[Excerpted data]
● ● ● ●

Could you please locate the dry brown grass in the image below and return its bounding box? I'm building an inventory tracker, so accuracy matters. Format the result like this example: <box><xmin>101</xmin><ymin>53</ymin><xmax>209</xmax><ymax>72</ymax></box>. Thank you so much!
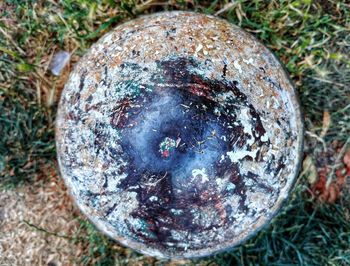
<box><xmin>0</xmin><ymin>170</ymin><xmax>84</xmax><ymax>265</ymax></box>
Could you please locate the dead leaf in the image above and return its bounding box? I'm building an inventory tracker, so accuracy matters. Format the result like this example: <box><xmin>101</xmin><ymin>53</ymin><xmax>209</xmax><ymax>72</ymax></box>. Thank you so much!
<box><xmin>327</xmin><ymin>184</ymin><xmax>337</xmax><ymax>204</ymax></box>
<box><xmin>320</xmin><ymin>110</ymin><xmax>331</xmax><ymax>138</ymax></box>
<box><xmin>343</xmin><ymin>148</ymin><xmax>350</xmax><ymax>169</ymax></box>
<box><xmin>301</xmin><ymin>155</ymin><xmax>318</xmax><ymax>185</ymax></box>
<box><xmin>335</xmin><ymin>168</ymin><xmax>346</xmax><ymax>186</ymax></box>
<box><xmin>311</xmin><ymin>165</ymin><xmax>347</xmax><ymax>203</ymax></box>
<box><xmin>312</xmin><ymin>167</ymin><xmax>327</xmax><ymax>194</ymax></box>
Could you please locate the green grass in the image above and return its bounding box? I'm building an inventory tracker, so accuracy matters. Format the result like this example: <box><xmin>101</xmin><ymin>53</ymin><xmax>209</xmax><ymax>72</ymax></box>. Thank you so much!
<box><xmin>1</xmin><ymin>0</ymin><xmax>349</xmax><ymax>265</ymax></box>
<box><xmin>0</xmin><ymin>86</ymin><xmax>56</xmax><ymax>187</ymax></box>
<box><xmin>76</xmin><ymin>219</ymin><xmax>121</xmax><ymax>266</ymax></box>
<box><xmin>208</xmin><ymin>187</ymin><xmax>350</xmax><ymax>265</ymax></box>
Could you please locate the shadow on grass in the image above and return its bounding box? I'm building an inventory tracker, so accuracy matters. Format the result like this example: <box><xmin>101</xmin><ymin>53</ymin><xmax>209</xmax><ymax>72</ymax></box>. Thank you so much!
<box><xmin>0</xmin><ymin>86</ymin><xmax>56</xmax><ymax>187</ymax></box>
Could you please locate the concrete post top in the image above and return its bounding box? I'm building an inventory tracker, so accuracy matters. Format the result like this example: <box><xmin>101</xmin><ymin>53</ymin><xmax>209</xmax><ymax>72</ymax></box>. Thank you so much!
<box><xmin>56</xmin><ymin>11</ymin><xmax>303</xmax><ymax>259</ymax></box>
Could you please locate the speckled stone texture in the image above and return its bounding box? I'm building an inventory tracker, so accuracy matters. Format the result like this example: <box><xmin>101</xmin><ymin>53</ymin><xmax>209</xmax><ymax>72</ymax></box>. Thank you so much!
<box><xmin>56</xmin><ymin>11</ymin><xmax>303</xmax><ymax>259</ymax></box>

● ● ● ●

[Assignment]
Drop the pictures and copy the data exactly.

[Answer section]
Could you please locate the dry brown grass in the image below and return its bounding box? I'm building an inventory tracker, so accuracy matters. Format the result like this example: <box><xmin>101</xmin><ymin>53</ymin><xmax>209</xmax><ymax>72</ymax></box>. Thank you so much!
<box><xmin>0</xmin><ymin>170</ymin><xmax>84</xmax><ymax>265</ymax></box>
Could you please locate the dead leaf in the image above and return its bounding box? I'm building an inventory tracker, so accuracy matters. Format the result like this example: <box><xmin>101</xmin><ymin>53</ymin><xmax>209</xmax><ymax>72</ymax></box>. Thank you so much!
<box><xmin>327</xmin><ymin>184</ymin><xmax>337</xmax><ymax>204</ymax></box>
<box><xmin>320</xmin><ymin>110</ymin><xmax>331</xmax><ymax>138</ymax></box>
<box><xmin>343</xmin><ymin>148</ymin><xmax>350</xmax><ymax>169</ymax></box>
<box><xmin>301</xmin><ymin>155</ymin><xmax>318</xmax><ymax>185</ymax></box>
<box><xmin>335</xmin><ymin>168</ymin><xmax>346</xmax><ymax>186</ymax></box>
<box><xmin>311</xmin><ymin>165</ymin><xmax>347</xmax><ymax>203</ymax></box>
<box><xmin>312</xmin><ymin>167</ymin><xmax>327</xmax><ymax>194</ymax></box>
Could you please locate the green grass in the image above and return its bounding box? I'm building an inventory tracker, so accuracy matters. Format the result like this example: <box><xmin>101</xmin><ymin>53</ymin><xmax>209</xmax><ymax>72</ymax></box>. Thank you so much!
<box><xmin>1</xmin><ymin>0</ymin><xmax>349</xmax><ymax>265</ymax></box>
<box><xmin>0</xmin><ymin>86</ymin><xmax>56</xmax><ymax>187</ymax></box>
<box><xmin>76</xmin><ymin>219</ymin><xmax>121</xmax><ymax>266</ymax></box>
<box><xmin>208</xmin><ymin>187</ymin><xmax>350</xmax><ymax>265</ymax></box>
Could you please locate the shadow on grass in the image above and return its bounding box? I'm building an inventory tracker, so accuracy matters. Format the result like this example: <box><xmin>101</xmin><ymin>53</ymin><xmax>209</xmax><ymax>72</ymax></box>. Thank you so much!
<box><xmin>0</xmin><ymin>86</ymin><xmax>56</xmax><ymax>187</ymax></box>
Could you please locate the concrete post top in the image above and return its bounding box? I'm building an inventory tracker, so accuracy matters. Format the result like this example: <box><xmin>101</xmin><ymin>53</ymin><xmax>209</xmax><ymax>72</ymax></box>. Thank you so much!
<box><xmin>56</xmin><ymin>11</ymin><xmax>303</xmax><ymax>259</ymax></box>
Could you please locate the speckled stone texture in the image above and return its bounding box? I'm building an inventory tracker, so accuracy matters. Format the result like this example: <box><xmin>101</xmin><ymin>53</ymin><xmax>209</xmax><ymax>72</ymax></box>. Thank you so much!
<box><xmin>56</xmin><ymin>11</ymin><xmax>303</xmax><ymax>259</ymax></box>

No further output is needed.